- **Énoncé écrit 1**
Dans le texte sur la différence Mind-Geist, pouvez-vous reproduire tel quel le passage qui s'ouvre sur les mots contenant "Reste, en conclusion, à" et se ferme sur "description du Geist." ?
- **Énoncé écrit 2**
Comment rendre en anglais cette phrase du texte sur la différence Mind-Geist : « La mathématique peut être comprise comme l'épure de cette subjectivité. » ?

Reste, en conclusion, à tenter de
se faire une idée du rôle que joue la
mathématique par rapport à cette nouvelle
acception de la différence Mind-Geist.
On peut, dans un premier temps,
relégitimer la bivalence des mathématiques en
l'exprimant à partir de la présente
description du Geist.
Bimodalité de la
mathématique discrète
Nous avons caractérisé le
Geist
par un trajet du Tu
transcendantal au Je signifié, trajet
en qui résiderait la subjectivité même
du Geist. Ce qui pose la subjectivité du
Geist
au plan transcendantal, c'est
le statut de destinataire, le rapport à l'adresse,
à la lumière duquel se comprend la
"réponse" de l'initiative spirituelle libre. Mais le
Geist
se montre aussi sujet en ce qu'il est - de manière
contingente, "empirique" en un sens très exceptionnel
- tel ou tel. Or, le caractère tel ou tel du
Geist,
c'est la façon dont il est signifié dans le
texte-individu. Le texte-individu, la signification d'un
Je,
s'attestent par et dans le repli et la convergence des
renvois, la régionalité des réseaux de
la signification.
La mathématique peut être
comprise comme l'épure de cette subjectivité.
Les renvois du sens sont le tissu de la
pensée-langage, et celle-ci est intégralement
présentable comme entité mathématique,
au sens d'une photographie ou d'un repérage. Le mot
renvoi signifie déjà, esquisse ou appelle
en tout cas cette mathématisation de la
pensée-langage, en nous orientant vers un objet
constructif fondamental de la mathématique, la
flèche. La mathématique est (notamment)

- **Enregistrements de données**

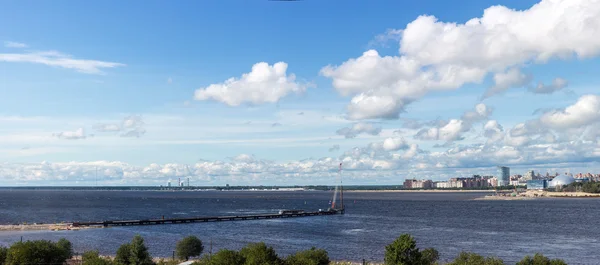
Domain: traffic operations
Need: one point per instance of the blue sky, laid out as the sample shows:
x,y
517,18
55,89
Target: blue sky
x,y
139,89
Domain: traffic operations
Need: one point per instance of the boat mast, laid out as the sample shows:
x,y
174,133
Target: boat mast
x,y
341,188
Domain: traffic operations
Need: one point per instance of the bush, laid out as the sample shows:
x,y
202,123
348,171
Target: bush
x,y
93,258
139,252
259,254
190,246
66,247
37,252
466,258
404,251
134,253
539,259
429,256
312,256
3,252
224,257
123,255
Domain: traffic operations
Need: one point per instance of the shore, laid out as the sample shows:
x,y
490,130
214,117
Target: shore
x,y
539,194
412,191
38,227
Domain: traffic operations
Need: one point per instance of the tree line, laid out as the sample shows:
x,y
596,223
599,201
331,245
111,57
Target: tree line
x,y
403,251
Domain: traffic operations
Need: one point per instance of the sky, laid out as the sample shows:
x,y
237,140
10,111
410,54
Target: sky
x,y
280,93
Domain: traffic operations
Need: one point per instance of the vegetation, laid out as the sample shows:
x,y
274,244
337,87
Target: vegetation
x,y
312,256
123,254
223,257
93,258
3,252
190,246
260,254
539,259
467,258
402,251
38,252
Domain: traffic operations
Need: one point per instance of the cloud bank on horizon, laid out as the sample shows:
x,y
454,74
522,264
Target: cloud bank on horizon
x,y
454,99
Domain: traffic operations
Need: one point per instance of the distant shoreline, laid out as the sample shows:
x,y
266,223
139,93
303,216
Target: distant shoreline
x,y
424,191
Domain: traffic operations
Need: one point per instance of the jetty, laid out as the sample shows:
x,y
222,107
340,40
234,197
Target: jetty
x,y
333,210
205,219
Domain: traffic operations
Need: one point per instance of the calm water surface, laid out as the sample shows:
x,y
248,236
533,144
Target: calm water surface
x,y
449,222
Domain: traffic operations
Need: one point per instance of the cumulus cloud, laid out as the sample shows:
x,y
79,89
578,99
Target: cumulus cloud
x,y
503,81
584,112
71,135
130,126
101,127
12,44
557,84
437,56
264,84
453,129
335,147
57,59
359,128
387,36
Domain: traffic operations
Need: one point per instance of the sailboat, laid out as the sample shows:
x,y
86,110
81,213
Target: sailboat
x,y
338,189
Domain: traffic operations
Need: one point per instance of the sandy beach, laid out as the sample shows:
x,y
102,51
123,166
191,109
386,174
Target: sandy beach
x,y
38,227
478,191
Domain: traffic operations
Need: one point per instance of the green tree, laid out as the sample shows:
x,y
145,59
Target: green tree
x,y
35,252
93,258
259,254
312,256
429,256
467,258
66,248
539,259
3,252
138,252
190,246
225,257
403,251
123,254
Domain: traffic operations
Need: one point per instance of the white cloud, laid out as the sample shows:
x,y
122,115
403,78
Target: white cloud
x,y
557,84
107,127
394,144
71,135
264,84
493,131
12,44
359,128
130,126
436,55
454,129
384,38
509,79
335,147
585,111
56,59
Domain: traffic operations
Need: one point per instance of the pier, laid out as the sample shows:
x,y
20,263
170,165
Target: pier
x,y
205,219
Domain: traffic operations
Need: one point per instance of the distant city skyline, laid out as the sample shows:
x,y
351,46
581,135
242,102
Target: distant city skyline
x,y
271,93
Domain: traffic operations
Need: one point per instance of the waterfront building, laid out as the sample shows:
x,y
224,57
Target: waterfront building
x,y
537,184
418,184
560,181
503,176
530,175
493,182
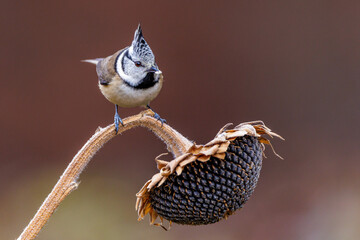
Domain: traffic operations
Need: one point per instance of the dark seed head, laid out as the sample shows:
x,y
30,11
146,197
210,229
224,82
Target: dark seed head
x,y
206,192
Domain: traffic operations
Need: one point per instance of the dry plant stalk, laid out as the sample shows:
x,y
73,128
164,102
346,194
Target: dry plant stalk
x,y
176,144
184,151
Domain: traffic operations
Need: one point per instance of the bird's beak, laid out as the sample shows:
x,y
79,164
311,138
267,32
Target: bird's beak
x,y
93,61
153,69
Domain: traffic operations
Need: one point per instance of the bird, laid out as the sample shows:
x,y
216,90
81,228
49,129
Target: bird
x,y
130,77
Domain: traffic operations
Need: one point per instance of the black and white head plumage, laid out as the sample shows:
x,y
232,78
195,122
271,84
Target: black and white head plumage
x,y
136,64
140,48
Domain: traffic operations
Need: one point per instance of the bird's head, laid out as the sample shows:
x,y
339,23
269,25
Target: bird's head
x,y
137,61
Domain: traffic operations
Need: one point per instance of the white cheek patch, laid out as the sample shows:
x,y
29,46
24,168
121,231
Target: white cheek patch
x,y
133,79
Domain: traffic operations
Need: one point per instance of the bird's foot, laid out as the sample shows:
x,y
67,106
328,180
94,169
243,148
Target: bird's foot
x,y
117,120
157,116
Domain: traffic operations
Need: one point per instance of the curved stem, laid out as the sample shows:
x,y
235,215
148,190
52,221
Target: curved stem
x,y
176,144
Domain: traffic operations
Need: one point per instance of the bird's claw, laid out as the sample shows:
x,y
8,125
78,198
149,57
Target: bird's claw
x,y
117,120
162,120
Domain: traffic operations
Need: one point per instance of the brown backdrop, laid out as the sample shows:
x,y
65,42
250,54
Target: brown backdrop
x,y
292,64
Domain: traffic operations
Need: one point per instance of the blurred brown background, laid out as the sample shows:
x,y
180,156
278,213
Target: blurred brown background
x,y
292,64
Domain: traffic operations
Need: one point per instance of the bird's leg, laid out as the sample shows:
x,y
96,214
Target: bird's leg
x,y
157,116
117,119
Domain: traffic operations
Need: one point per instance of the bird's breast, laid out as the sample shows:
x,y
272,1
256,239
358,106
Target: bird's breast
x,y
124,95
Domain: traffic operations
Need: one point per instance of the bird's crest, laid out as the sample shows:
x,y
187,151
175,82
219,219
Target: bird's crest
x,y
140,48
---
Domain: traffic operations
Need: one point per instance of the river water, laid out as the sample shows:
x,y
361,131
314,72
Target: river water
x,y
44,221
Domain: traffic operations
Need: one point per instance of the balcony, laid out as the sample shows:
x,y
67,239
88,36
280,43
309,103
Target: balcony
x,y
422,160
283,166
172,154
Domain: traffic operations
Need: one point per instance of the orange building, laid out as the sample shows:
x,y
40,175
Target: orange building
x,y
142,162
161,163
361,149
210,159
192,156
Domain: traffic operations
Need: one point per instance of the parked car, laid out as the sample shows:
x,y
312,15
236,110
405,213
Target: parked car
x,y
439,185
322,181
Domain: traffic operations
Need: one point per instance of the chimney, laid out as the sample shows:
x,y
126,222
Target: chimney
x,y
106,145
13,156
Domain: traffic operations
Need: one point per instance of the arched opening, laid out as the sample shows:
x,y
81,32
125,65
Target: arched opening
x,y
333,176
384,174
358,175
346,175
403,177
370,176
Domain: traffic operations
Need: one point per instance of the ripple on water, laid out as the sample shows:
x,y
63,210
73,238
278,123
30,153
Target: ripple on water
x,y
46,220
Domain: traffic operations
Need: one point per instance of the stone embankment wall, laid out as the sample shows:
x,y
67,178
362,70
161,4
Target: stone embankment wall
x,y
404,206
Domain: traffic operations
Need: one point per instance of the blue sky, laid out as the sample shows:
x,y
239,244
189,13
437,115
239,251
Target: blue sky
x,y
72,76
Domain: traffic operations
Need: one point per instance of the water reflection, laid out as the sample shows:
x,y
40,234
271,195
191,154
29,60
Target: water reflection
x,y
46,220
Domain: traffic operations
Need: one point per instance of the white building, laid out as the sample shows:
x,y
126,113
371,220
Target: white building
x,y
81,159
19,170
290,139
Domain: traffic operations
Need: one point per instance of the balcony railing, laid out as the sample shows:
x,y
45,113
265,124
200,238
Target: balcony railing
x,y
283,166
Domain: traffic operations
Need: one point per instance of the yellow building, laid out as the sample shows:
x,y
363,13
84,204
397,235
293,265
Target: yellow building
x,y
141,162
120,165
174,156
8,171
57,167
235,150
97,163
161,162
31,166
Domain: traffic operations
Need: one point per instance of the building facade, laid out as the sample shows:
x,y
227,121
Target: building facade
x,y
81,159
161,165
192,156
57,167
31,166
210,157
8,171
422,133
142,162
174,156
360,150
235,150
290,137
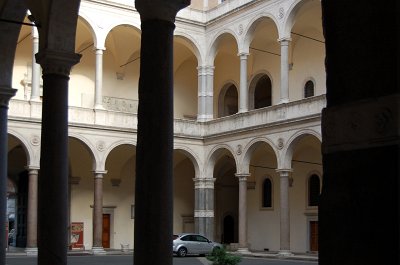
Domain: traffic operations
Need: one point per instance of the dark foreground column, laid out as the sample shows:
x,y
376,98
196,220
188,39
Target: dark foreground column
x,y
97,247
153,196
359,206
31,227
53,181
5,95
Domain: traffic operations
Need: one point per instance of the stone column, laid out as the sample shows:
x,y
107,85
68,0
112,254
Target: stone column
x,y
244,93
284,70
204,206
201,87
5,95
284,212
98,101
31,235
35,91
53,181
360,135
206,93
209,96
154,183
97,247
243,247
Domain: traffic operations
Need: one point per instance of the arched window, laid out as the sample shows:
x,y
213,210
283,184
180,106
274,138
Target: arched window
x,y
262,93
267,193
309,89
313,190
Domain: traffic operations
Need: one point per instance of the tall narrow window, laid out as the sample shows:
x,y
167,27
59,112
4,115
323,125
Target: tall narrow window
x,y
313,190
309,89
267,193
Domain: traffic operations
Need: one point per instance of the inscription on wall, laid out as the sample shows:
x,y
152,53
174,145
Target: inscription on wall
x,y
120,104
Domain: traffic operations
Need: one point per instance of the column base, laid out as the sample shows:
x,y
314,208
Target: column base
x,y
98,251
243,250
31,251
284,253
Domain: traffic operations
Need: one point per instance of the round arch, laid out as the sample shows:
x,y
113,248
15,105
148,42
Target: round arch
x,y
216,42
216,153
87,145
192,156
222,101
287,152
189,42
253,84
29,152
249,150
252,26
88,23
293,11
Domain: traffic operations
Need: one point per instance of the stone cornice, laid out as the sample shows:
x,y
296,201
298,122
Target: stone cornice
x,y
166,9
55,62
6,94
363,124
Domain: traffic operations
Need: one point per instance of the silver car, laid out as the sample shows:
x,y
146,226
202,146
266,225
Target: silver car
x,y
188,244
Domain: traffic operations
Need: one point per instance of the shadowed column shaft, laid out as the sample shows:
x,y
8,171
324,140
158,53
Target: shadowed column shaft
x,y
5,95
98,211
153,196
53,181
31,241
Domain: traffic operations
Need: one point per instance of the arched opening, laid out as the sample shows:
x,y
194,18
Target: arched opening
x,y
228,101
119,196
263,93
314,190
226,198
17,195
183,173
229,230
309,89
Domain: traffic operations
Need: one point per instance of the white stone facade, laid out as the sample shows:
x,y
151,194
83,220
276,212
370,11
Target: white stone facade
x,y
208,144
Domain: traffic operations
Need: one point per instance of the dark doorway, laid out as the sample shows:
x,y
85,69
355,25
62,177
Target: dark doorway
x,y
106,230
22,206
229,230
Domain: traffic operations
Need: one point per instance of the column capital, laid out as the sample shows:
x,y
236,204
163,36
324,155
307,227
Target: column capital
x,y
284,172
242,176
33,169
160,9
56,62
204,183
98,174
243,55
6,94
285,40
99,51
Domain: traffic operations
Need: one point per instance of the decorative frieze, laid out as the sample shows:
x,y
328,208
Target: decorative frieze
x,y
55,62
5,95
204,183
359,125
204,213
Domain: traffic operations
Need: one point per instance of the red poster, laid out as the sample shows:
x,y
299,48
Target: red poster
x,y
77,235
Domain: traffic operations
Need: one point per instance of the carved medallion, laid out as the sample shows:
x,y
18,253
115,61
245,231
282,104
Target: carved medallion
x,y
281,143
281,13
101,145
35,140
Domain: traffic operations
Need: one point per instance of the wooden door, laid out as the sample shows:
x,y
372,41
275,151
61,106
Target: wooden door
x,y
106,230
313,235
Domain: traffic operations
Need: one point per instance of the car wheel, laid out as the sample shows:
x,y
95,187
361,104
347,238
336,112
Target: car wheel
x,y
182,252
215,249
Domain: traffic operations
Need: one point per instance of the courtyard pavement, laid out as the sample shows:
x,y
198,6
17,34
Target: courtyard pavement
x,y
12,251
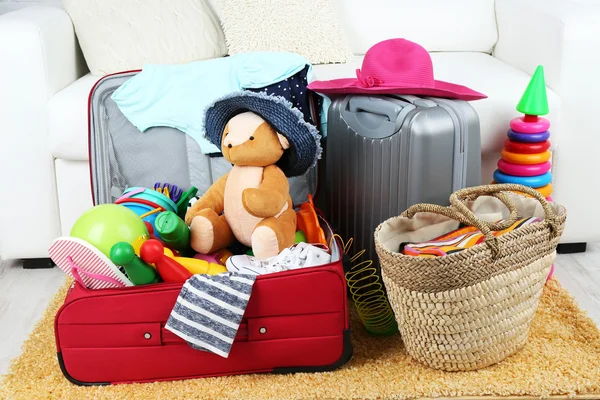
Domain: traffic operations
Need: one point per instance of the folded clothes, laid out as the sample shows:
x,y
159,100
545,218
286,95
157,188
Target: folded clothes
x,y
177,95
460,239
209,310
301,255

- **Résultat 1**
Reste, en conclusion, à tenter de
se faire une idée du rôle que joue la
mathématique par rapport à cette nouvelle
acception de la différence Mind-Geist.
On peut, dans un premier temps,
relégitimer la bivalence des mathématiques en
l'exprimant à partir de la présente
description du Geist.

- **Résultat 2**
Mathematics can be understood as the blueprint of this subjectivity.